• Work instructions
Every line from the one containing "Where can the red lincoln" to the last line of the listing below should be given again exactly.

• Material to process
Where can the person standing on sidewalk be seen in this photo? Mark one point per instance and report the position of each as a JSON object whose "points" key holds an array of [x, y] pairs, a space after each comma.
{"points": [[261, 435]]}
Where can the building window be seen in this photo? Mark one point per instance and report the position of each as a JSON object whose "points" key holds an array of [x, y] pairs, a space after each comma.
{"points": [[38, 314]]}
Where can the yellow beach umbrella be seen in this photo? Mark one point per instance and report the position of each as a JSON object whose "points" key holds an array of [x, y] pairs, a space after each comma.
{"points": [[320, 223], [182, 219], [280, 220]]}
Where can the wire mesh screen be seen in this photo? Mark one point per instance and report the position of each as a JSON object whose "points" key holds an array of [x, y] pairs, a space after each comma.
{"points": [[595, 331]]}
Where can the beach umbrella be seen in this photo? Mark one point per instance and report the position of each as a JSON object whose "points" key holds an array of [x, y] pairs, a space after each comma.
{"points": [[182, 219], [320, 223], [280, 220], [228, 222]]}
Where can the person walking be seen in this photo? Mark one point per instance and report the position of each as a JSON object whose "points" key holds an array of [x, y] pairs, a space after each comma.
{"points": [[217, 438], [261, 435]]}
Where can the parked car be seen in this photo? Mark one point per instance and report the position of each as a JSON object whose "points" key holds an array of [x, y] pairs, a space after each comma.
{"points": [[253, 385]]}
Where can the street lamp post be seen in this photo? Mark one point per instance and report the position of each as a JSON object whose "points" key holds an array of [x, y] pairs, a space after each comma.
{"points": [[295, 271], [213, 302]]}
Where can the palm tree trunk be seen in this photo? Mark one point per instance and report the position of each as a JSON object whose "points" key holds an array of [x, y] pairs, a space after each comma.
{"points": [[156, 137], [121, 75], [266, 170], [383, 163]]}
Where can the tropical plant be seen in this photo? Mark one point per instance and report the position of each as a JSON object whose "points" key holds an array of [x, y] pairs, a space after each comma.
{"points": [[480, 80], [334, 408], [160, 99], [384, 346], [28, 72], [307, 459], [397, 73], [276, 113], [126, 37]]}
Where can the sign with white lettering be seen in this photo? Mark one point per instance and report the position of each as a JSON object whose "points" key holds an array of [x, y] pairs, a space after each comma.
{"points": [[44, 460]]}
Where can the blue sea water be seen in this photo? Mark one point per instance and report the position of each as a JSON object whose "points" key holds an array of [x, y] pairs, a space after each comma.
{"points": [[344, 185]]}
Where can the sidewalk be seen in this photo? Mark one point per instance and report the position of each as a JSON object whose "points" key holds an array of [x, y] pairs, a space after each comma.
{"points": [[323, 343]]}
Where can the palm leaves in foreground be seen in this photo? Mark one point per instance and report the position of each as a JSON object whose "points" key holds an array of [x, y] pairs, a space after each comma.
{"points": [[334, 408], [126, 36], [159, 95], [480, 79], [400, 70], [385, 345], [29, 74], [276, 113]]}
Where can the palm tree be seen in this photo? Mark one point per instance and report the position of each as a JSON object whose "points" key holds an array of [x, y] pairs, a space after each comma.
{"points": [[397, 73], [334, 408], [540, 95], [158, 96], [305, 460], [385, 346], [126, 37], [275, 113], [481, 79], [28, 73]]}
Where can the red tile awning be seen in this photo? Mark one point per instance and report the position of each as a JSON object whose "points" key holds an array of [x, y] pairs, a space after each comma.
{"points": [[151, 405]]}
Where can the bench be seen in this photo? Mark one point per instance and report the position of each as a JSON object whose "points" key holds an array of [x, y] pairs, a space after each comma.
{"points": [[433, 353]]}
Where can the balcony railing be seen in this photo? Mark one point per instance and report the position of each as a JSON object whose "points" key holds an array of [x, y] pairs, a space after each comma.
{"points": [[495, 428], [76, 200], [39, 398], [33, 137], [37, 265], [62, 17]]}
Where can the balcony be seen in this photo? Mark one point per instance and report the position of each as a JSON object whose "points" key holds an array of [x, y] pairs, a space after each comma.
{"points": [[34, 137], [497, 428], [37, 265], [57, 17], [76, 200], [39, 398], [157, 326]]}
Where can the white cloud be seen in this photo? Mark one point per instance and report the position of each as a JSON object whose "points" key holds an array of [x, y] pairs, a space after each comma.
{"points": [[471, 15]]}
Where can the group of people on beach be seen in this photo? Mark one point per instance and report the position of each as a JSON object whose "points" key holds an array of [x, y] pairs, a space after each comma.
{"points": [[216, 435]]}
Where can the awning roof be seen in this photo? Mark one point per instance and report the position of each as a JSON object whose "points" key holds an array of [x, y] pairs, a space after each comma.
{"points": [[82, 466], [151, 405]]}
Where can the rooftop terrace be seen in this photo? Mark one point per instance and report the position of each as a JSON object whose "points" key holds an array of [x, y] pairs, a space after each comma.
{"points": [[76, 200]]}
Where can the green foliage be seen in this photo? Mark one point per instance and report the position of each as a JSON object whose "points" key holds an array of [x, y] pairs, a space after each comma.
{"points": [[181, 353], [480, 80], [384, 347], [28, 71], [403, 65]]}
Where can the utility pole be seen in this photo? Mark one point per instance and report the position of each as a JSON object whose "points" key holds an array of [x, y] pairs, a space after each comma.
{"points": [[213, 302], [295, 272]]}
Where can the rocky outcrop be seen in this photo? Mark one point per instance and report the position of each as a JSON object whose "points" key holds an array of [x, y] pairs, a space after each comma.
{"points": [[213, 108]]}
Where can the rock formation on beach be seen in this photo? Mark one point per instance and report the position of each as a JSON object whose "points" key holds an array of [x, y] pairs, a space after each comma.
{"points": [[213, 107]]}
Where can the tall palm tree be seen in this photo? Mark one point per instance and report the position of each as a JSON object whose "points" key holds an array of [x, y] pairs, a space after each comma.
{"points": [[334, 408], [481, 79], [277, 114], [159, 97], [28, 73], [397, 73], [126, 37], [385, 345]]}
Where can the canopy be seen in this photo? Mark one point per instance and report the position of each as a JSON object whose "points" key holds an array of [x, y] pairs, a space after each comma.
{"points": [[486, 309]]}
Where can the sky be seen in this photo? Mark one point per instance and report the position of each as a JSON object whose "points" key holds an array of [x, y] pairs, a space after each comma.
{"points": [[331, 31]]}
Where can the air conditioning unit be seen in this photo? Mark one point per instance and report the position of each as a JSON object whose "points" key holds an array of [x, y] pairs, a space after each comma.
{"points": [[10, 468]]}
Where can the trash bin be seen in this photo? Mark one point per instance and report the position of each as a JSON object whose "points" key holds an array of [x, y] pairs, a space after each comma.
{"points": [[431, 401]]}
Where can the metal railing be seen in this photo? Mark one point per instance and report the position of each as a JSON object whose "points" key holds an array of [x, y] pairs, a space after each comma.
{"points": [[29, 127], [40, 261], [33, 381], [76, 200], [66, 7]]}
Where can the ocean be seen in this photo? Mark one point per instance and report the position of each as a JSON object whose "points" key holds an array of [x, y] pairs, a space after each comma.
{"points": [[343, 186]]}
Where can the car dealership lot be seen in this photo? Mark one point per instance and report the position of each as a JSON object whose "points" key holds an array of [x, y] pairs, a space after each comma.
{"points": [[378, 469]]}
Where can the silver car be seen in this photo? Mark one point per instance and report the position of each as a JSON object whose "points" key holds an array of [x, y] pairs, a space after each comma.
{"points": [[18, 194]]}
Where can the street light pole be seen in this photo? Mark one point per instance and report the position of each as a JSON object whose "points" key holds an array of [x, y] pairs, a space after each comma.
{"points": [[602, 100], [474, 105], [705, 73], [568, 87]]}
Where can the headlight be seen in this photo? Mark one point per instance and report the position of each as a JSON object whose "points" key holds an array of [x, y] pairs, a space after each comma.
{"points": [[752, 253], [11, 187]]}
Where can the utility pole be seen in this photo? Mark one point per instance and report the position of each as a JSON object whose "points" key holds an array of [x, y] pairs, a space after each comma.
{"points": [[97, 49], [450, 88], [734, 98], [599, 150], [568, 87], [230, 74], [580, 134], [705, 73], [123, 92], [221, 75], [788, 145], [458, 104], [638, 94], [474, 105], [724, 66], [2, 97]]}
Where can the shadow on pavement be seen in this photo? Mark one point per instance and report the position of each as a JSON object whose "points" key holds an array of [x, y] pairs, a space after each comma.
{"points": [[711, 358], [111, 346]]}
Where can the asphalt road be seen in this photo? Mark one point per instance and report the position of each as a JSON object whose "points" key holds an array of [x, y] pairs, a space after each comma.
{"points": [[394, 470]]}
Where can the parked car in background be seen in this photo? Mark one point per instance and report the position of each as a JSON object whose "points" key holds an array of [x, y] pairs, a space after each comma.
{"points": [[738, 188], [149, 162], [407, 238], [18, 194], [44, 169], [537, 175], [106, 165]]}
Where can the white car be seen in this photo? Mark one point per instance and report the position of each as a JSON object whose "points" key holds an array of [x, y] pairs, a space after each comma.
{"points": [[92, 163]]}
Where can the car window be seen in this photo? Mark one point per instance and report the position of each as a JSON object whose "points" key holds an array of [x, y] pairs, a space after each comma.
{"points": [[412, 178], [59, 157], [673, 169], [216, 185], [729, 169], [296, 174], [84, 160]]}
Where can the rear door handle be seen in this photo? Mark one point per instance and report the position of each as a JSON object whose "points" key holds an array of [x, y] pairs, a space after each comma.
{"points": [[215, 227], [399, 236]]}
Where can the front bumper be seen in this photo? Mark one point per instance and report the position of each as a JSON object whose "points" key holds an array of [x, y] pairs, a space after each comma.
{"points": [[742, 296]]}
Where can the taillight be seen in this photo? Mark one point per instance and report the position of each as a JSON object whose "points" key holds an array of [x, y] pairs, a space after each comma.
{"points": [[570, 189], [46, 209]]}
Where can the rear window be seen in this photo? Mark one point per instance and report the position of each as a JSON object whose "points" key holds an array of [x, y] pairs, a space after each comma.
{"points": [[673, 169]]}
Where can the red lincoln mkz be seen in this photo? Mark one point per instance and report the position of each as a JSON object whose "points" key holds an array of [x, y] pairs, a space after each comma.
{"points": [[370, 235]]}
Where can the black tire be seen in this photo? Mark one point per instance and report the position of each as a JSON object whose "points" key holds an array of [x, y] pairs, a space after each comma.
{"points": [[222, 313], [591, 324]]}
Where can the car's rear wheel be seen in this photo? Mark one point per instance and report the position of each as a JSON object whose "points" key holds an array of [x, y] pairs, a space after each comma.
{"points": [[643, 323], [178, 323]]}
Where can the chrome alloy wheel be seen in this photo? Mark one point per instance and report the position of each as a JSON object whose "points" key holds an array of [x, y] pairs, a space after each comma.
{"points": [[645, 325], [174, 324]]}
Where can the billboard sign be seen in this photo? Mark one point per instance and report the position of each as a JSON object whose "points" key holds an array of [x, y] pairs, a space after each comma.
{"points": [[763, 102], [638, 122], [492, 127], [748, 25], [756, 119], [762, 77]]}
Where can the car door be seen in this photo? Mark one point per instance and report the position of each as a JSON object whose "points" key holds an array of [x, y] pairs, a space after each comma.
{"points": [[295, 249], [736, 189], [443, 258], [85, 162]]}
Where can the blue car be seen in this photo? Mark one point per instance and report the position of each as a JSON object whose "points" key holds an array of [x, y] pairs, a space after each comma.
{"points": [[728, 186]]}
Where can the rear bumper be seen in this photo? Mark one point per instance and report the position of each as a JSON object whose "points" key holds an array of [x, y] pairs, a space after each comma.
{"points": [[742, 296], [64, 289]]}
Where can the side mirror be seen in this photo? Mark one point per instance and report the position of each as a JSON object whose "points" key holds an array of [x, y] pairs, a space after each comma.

• Result of the exercise
Where can the red lincoln mkz be seen in this photo? Mark one point per instance and report the position of each as a JSON object whose "points" key holds an array of [x, y] pairs, a space after each comma.
{"points": [[370, 235]]}
Where can the black tire be seen in this photo? Mark one point per instance and report the position of each as a JSON object whose "points" key holds an array of [x, y] pairs, a space after each comma.
{"points": [[222, 313], [591, 324]]}
Where can the car's rear wheel be seen in this photo? Mark one point per instance and report the position of each as a JSON object whose "points" key holds an array of [x, y] pairs, a space after each comma.
{"points": [[643, 323], [178, 323]]}
Where can the chrome alloy wheel be seen in this photo? Mark one point per instance and report the position of each as a JSON object whose "points" key holds an array of [x, y] pairs, a space after each comma.
{"points": [[645, 325], [174, 324]]}
Where can the billboard sign be seen in this photo? Mark one point per instance and report the position of each as a JSON object whose "points" key holds an array of [x, y] pairs, a space after each comma.
{"points": [[763, 102], [638, 122], [492, 127], [748, 25], [756, 119], [762, 77]]}
Where can the car door be seen in this photo? Mark one point per instance and report the position of each as a JSON object whose "points" key holds an array of [x, y] pairs, a space after each comma.
{"points": [[295, 249], [736, 189], [443, 258], [85, 162]]}
Where can the blue car be seen in this photo? Mark one point per instance and report the position of each as a JSON object whose "points" key holds an array of [x, y] pairs, a space after each comma.
{"points": [[728, 186]]}
Where can the rear bumper be seen in this photo? Mark one point per instance and report the position of each as a JSON object whose "points" key holds an array of [x, y] pairs, a space after each comma.
{"points": [[742, 296], [64, 289]]}
Where can the side mirror be seen in this photo? Mark one point per instance and report the position of each as a JSON object whose "points" key holds an array of [x, y] pairs, a space after each comma.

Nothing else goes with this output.